§ Data extracted from a collection

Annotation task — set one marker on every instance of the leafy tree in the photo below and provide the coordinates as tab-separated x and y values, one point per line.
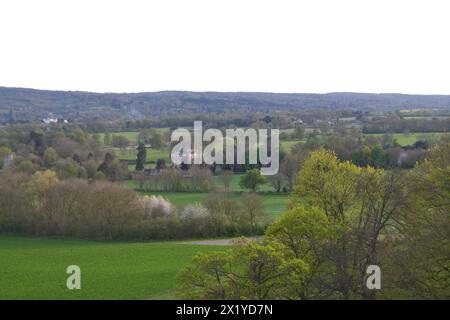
157	140
299	132
250	270
50	157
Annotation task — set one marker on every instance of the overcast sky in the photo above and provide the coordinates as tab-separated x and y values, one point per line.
277	46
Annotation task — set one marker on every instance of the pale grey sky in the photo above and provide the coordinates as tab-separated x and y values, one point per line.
231	45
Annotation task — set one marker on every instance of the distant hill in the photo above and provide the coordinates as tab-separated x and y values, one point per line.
31	104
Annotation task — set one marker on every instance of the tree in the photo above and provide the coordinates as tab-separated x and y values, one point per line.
141	157
107	140
249	270
361	203
277	181
120	142
160	164
50	157
226	176
252	207
299	132
425	243
251	180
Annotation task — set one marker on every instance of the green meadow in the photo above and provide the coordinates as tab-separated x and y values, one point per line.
35	268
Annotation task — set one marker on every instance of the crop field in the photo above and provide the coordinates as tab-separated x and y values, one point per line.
35	268
409	139
273	204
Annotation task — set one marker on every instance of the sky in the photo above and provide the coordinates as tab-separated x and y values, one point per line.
209	45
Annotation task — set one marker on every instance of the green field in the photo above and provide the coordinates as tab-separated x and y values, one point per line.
273	204
409	139
35	268
132	135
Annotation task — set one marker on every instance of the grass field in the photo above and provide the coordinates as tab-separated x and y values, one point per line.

§ Task details
Rewrite the rows, requests included, from the line that contains "of the distant" through the last row, and shift each coordinate in the answers by adding 131 to every number.

§ Answer in full
Annotation task — set one marker on every instance of the distant hill in the photo above and provide the coordinates as tab-separated x and y values, one point per line.
162	235
Annotation task — set one marker on every instance of the tree in the photo above and provide the coordinates as tab-separated x and y values, one point per line.
272	288
238	271
380	401
492	334
408	312
251	273
291	295
181	288
357	307
383	338
430	263
556	374
382	311
Annotation task — set one marker on every instance of the green meadow in the photo above and provide the coordinates as tab-separated x and y values, one point per line.
166	399
Annotation task — set one marker on every instance of the crop field in the photo above and provide the coordinates as tab-separated x and y values, one point per line.
166	399
540	270
404	335
Annotation task — set one marker on every instance of the sky in the photo above and provide the coordinates as tab-separated x and y values, one point per line.
340	176
Annotation task — set one marker on every instance of the green field in the photo above and provide the coordinates as tab-separated x and y values, one point per line.
404	335
540	270
166	399
263	266
Annotation task — set one marker on every instance of the grass field in the photo above and provide the coordinates as tab-separated x and y values, one point per line.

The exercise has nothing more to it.